- _What is required_
Leaving nothing out, set down all the data exactly.

(Stored data entries)
--- START ---

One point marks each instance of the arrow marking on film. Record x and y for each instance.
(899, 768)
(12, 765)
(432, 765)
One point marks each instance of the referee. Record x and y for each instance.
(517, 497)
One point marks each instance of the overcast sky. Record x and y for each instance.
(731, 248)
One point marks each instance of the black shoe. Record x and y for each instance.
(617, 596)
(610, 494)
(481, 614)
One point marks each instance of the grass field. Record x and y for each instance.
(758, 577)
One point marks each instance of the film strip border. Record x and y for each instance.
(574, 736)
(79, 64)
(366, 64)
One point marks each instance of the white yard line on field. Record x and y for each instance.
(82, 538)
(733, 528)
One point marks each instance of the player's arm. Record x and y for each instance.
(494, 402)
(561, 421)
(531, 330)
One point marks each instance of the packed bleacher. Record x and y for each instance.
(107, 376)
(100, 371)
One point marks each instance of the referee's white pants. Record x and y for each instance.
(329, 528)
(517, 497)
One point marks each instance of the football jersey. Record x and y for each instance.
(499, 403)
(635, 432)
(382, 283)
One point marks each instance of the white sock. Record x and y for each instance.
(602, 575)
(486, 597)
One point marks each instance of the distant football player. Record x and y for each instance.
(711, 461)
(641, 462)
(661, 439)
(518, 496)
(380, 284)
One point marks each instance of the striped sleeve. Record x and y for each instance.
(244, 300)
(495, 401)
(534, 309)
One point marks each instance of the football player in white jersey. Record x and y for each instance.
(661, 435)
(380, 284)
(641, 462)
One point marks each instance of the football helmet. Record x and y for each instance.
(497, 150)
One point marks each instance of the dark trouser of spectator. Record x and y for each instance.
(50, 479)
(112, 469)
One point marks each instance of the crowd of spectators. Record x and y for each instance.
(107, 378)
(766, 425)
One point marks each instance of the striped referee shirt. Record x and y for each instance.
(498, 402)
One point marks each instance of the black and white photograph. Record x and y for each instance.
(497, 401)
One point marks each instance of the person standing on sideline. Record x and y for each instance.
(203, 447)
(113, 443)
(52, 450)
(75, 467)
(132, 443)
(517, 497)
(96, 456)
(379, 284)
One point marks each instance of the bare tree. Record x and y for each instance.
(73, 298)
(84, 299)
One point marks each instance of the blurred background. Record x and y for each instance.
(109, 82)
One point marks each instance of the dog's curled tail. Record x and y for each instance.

--- END ---

- _Answer space_
One point marks each instance of the arrow marking on film. Record x and y for each instance.
(899, 768)
(12, 765)
(432, 765)
One point marks each instance of the referee. Record x and y for each instance.
(517, 497)
One point marks each instance of the overcast sky. Record x and y for each instance.
(731, 248)
One point marks each instance of the black shoe. Record x and y for each instance.
(617, 596)
(610, 494)
(481, 614)
One point marks each instance of the grass field. Record x and y for each instance.
(758, 577)
One point marks each instance of the film strip border. Record x and y for each instance.
(574, 736)
(79, 64)
(366, 64)
One point marks each instance of the white yard line on field. Record x and y for each instance.
(82, 538)
(733, 528)
One point marks each instance of the player's arm. Record x and y for each instance.
(494, 402)
(561, 421)
(531, 330)
One point marks each instance of the packed bleacher. Record x and y for each instance.
(107, 376)
(100, 371)
One point marks each instance of the referee's white pants. Record x and y for each instance.
(329, 528)
(517, 497)
One point marks each instance of the football jersey. Record x and y for each instance.
(499, 403)
(635, 432)
(382, 283)
One point marks each instance of the white sock. Record x and y for each instance.
(602, 575)
(486, 597)
One point marks each instance of the distant football player. Record x and y for each instance.
(711, 461)
(641, 462)
(661, 439)
(518, 496)
(380, 284)
One point marks each instance of the striped sleeve. Record x and y for each instance.
(244, 300)
(495, 401)
(534, 309)
One point marks each instance of the football player in white jersey. Record x and y for each instance.
(661, 435)
(380, 284)
(641, 462)
One point marks each instance of the football helmet. Record x and y for each instance.
(497, 150)
One point marks each instance of the dark trouser of spectator. Record x and y for each instance.
(50, 479)
(112, 469)
One point marks each instance of the crowd of spectators. Record x and y for each instance.
(107, 378)
(766, 425)
One point marks each instance of the striped referee shirt. Record x and y for each instance.
(498, 402)
One point marks each instance of the black and white photograph. Record x and y for each instance.
(497, 401)
One point marks each instance of the person standing on sideline. Record x and y for each instance.
(203, 447)
(113, 443)
(52, 450)
(75, 467)
(132, 443)
(517, 497)
(96, 456)
(379, 284)
One point marks each instance of the bare tree. Record x and y for each instance.
(73, 298)
(84, 299)
One point marks each instance of the blurred background. Record x and y for each instance.
(109, 82)
One point marks each instance of the dog's curled tail. Record x and y for each instance.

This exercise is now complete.